● **What you are asked to do**: Once you have read the records, output them exactly.

● **Source data**:
··········

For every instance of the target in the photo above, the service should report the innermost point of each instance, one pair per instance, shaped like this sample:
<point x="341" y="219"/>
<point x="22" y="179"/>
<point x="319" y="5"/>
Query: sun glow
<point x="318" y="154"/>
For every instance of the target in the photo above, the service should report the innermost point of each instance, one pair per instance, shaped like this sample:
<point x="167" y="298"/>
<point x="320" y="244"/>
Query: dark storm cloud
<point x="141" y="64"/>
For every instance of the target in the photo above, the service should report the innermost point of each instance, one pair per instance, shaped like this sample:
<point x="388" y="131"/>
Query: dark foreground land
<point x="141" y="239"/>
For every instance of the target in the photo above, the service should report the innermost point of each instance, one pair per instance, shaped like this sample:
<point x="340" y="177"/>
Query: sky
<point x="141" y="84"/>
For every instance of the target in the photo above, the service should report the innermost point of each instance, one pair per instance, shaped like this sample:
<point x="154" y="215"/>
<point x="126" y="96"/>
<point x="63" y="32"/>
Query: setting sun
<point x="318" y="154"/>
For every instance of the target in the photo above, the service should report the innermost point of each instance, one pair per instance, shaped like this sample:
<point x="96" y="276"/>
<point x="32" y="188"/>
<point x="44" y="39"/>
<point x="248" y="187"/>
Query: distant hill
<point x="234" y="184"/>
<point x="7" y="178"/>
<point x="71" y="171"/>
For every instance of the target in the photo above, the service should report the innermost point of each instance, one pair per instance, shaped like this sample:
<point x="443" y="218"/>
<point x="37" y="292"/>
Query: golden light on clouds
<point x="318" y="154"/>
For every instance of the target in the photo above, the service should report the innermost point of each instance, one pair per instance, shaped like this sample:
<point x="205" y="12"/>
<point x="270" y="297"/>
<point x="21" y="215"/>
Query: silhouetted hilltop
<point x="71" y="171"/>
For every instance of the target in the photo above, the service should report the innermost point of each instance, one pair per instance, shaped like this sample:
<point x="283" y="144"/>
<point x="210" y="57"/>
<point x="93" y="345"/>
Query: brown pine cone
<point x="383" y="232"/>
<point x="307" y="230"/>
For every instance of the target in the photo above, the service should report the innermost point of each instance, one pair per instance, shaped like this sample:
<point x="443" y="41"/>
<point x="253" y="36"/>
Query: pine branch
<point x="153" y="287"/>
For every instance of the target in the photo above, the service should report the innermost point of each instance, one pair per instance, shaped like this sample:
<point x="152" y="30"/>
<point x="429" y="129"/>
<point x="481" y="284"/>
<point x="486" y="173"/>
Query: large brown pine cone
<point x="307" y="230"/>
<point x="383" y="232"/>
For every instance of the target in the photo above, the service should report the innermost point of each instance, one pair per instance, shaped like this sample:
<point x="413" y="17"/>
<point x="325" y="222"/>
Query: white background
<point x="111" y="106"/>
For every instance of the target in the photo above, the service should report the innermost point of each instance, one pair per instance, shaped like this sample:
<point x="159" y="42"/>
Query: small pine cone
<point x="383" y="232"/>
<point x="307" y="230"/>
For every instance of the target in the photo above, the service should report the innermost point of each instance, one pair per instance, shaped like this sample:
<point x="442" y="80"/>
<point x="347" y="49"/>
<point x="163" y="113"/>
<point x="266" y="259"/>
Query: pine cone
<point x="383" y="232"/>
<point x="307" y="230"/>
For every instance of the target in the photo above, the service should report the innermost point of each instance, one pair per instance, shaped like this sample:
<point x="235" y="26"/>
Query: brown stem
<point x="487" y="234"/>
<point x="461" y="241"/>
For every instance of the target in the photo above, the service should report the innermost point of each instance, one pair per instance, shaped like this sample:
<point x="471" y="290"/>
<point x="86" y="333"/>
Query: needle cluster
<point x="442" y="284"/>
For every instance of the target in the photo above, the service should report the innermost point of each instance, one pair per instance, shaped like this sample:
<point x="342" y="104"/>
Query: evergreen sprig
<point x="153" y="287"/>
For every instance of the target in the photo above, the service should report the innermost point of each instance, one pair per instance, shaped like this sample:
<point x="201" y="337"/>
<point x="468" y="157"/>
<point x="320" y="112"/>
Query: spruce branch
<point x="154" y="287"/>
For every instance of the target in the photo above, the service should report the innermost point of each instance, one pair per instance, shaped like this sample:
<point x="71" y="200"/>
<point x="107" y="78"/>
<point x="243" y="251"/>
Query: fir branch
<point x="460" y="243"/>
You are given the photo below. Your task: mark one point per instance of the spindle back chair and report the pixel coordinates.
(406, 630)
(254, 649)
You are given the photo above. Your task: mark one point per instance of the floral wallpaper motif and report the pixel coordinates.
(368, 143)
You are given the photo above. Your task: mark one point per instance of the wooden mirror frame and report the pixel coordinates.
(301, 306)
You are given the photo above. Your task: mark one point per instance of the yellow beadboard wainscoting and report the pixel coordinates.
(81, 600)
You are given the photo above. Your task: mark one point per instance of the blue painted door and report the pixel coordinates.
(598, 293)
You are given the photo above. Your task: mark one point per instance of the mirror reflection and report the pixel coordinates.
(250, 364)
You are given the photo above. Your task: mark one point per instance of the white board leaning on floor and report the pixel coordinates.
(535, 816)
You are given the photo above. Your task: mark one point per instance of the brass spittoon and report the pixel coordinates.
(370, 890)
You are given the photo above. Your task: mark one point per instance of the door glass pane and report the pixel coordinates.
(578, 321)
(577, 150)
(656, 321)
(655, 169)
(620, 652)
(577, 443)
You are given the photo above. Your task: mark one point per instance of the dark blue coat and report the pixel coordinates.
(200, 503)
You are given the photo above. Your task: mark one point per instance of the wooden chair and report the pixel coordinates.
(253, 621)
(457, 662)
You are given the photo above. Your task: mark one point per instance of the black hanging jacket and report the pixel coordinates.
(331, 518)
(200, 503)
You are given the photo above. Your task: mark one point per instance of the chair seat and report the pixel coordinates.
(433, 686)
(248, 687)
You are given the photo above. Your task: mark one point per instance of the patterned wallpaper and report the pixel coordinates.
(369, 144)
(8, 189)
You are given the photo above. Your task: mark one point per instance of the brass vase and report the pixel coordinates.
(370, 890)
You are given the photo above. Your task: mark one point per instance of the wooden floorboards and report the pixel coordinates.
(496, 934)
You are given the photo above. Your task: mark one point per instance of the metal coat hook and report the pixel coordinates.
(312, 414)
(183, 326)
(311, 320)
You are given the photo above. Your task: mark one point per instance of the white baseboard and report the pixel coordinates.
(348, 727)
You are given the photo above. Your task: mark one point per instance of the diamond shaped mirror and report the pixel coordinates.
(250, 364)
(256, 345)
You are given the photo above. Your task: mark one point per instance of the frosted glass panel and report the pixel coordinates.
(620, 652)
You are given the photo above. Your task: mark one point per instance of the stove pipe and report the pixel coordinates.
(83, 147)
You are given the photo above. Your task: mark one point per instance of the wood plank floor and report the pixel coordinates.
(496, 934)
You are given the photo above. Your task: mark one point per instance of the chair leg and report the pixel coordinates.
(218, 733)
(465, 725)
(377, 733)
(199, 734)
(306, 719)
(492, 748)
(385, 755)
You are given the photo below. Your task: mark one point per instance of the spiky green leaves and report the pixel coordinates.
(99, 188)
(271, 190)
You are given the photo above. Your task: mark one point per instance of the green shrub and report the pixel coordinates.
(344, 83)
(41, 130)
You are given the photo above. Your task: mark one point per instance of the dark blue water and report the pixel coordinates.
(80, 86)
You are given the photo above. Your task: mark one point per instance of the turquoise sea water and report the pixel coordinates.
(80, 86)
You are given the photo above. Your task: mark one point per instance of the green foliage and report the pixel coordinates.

··········

● **Expected answer**:
For every instance of the target in the photo above, the service should report the innermost point of each instance, one pair per instance, shaped like this sample:
<point x="341" y="219"/>
<point x="22" y="179"/>
<point x="319" y="5"/>
Query: sun glow
<point x="318" y="154"/>
For every instance of the target in the photo above, the service should report the innermost point of each instance, one pair per instance, shaped like this sample:
<point x="167" y="298"/>
<point x="320" y="244"/>
Query: dark storm cloud
<point x="141" y="64"/>
For every instance of the target in the photo above, the service should report the innermost point of each instance, one pair per instance, shaped like this sample:
<point x="388" y="131"/>
Query: dark foreground land
<point x="141" y="239"/>
For every instance of the target in the photo above, the service should report the innermost point of each instance, one pair per instance, shaped like this sample:
<point x="340" y="177"/>
Query: sky
<point x="141" y="84"/>
For every instance of the target in the photo above, the service should report the innermost point of each instance, one pair per instance, shaped like this sample:
<point x="154" y="215"/>
<point x="126" y="96"/>
<point x="63" y="32"/>
Query: setting sun
<point x="318" y="154"/>
For every instance of the target in the photo above, the service should report the innermost point of each instance, one pair per instance, shaped like this sample:
<point x="96" y="276"/>
<point x="32" y="188"/>
<point x="44" y="39"/>
<point x="248" y="187"/>
Query: distant hill
<point x="234" y="184"/>
<point x="7" y="178"/>
<point x="71" y="171"/>
For every instance of the target in the photo above, the service should report the innermost point of each instance, one pair per instance, shaped like this sample:
<point x="443" y="218"/>
<point x="37" y="292"/>
Query: golden light on clouds
<point x="318" y="154"/>
For every instance of the target in the photo above, the service should report the innermost point of each instance, one pair per instance, shaped like this sample:
<point x="205" y="12"/>
<point x="270" y="297"/>
<point x="21" y="215"/>
Query: silhouetted hilltop
<point x="71" y="171"/>
For every instance of the target in the photo above, the service should report the innermost point of each instance, one pair per instance, shaped like this sample:
<point x="283" y="144"/>
<point x="210" y="57"/>
<point x="93" y="345"/>
Query: brown pine cone
<point x="383" y="232"/>
<point x="307" y="230"/>
For every instance of the target in the photo above, the service should report the innermost point of each instance, one pair per instance, shaped like this sample:
<point x="443" y="41"/>
<point x="253" y="36"/>
Query: pine branch
<point x="153" y="287"/>
For every instance of the target in the photo above, the service should report the innermost point of each instance, one pair per instance, shaped like this sample:
<point x="152" y="30"/>
<point x="429" y="129"/>
<point x="481" y="284"/>
<point x="486" y="173"/>
Query: large brown pine cone
<point x="307" y="230"/>
<point x="383" y="232"/>
For every instance of the target in the photo above, the service should report the innermost point of each instance, one pair per instance, shaped like this sample:
<point x="413" y="17"/>
<point x="325" y="222"/>
Query: white background
<point x="111" y="106"/>
For every instance of the target in the photo above, the service should report the innermost point of each instance, one pair per instance, shaped like this sample:
<point x="159" y="42"/>
Query: small pine cone
<point x="383" y="232"/>
<point x="307" y="230"/>
For every instance of the target in the photo above, the service should report the innermost point of each instance, one pair per instance, shaped like this sample:
<point x="442" y="80"/>
<point x="347" y="49"/>
<point x="163" y="113"/>
<point x="266" y="259"/>
Query: pine cone
<point x="383" y="232"/>
<point x="307" y="230"/>
For every instance of the target in the photo above, the service should report the innermost point of each instance, one pair per instance, shaped like this sample:
<point x="235" y="26"/>
Query: brown stem
<point x="487" y="234"/>
<point x="461" y="241"/>
For every instance of the target in the photo above, the service should report the innermost point of each instance, one pair per instance, shaped like this sample:
<point x="471" y="290"/>
<point x="86" y="333"/>
Query: needle cluster
<point x="442" y="284"/>
For every instance of the target in the photo above, the service should report the innermost point of each instance, one pair per instance, shaped like this sample:
<point x="342" y="104"/>
Query: evergreen sprig
<point x="153" y="287"/>
For every instance of the target in the photo above, the service should report the innermost point of each instance, one pair per instance, shaped like this sample:
<point x="201" y="337"/>
<point x="468" y="157"/>
<point x="320" y="112"/>
Query: spruce branch
<point x="154" y="287"/>
For every instance of the target in the photo above, the service should report the innermost point of each instance, one pair per instance, shaped like this sample:
<point x="71" y="200"/>
<point x="107" y="78"/>
<point x="243" y="251"/>
Query: fir branch
<point x="460" y="243"/>
You are given the photo below. Your task: mark one point per instance of the spindle back chair and report the pixel coordinates.
(406, 630)
(254, 649)
You are given the photo above. Your task: mark one point per instance of the floral wallpaper motif and report the pixel coordinates.
(368, 143)
You are given the photo above. Your task: mark one point per instance of the wooden mirror frame and report the pixel coordinates.
(301, 306)
You are given the photo above. Your task: mark one point per instance of the yellow beadboard wainscoting and report the pixel coordinates.
(81, 600)
You are given the photo above. Your task: mark one point per instance of the blue painted door and report the pixel coordinates.
(598, 293)
You are given the photo above. Your task: mark one point per instance of the mirror reflection and report the pixel coordinates.
(250, 364)
You are given the photo above. Your task: mark one point per instance of the white board leaning on floor and report the pixel coordinates.
(535, 816)
You are given the photo above. Your task: mark one point per instance of the brass spittoon and report the pixel coordinates.
(370, 890)
You are given the photo above. Your task: mark one point per instance of the door glass pane and report the pixel coordinates.
(578, 321)
(577, 150)
(656, 321)
(655, 169)
(620, 652)
(577, 443)
You are given the photo above. Your task: mark one point per instance of the dark blue coat and report the pixel coordinates.
(200, 503)
You are given the photo above. Your task: mark one point per instance of the wooden chair and report the pixel coordinates.
(253, 621)
(457, 662)
You are given the photo above. Your task: mark one point per instance of the black hanging jacket and report the pixel coordinates.
(331, 518)
(200, 503)
You are given the photo above. Your task: mark one point per instance of the chair seat and report the pixel coordinates.
(433, 686)
(248, 687)
You are given the photo above. Your task: mark one point per instance of the patterned wallpaper and report the pixel coordinates.
(369, 144)
(8, 189)
You are given the photo above. Your task: mark one point per instance of the brass vase and report the pixel coordinates.
(370, 890)
You are given the photo above. Your task: mark one point per instance of the wooden floorboards and report the pixel coordinates.
(496, 934)
You are given the photo above. Your task: mark one point per instance of the metal coat hook and report the pixel coordinates.
(312, 414)
(183, 326)
(311, 320)
You are given the photo above. Your task: mark one point per instance of the white baseboard and report the pixel coordinates.
(348, 727)
You are given the photo above. Your task: mark one point per instance of the diamond shaped mirror and report the pixel coordinates.
(250, 364)
(256, 345)
You are given the photo above. Your task: mark one point per instance of the frosted glass panel and report the pixel coordinates.
(620, 652)
You are given the photo above. Your task: mark one point per instance of the stove pipe and report the pixel coordinates.
(83, 147)
You are given the photo above. Your task: mark one point per instance of the wood plank floor and report the pixel coordinates.
(496, 934)
You are given the photo above. Your task: mark one point per instance of the chair leg and report the pixel coordinates.
(218, 733)
(465, 725)
(377, 733)
(199, 734)
(306, 719)
(492, 748)
(385, 755)
You are given the photo below. Your task: mark one point per instance of the spiky green leaves and report the pixel coordinates.
(99, 188)
(271, 190)
You are given the photo above. Your task: mark one point per instance of the green shrub and report the pixel coordinates.
(344, 83)
(41, 130)
You are given the photo above. Your task: mark one point per instance of the dark blue water and report the pixel coordinates.
(80, 86)
You are given the photo above. Your task: mark one point per instance of the turquoise sea water and report the pixel coordinates.
(80, 86)
You are given the photo above. Your task: mark one point per instance of the green foliage and report the pixel coordinates.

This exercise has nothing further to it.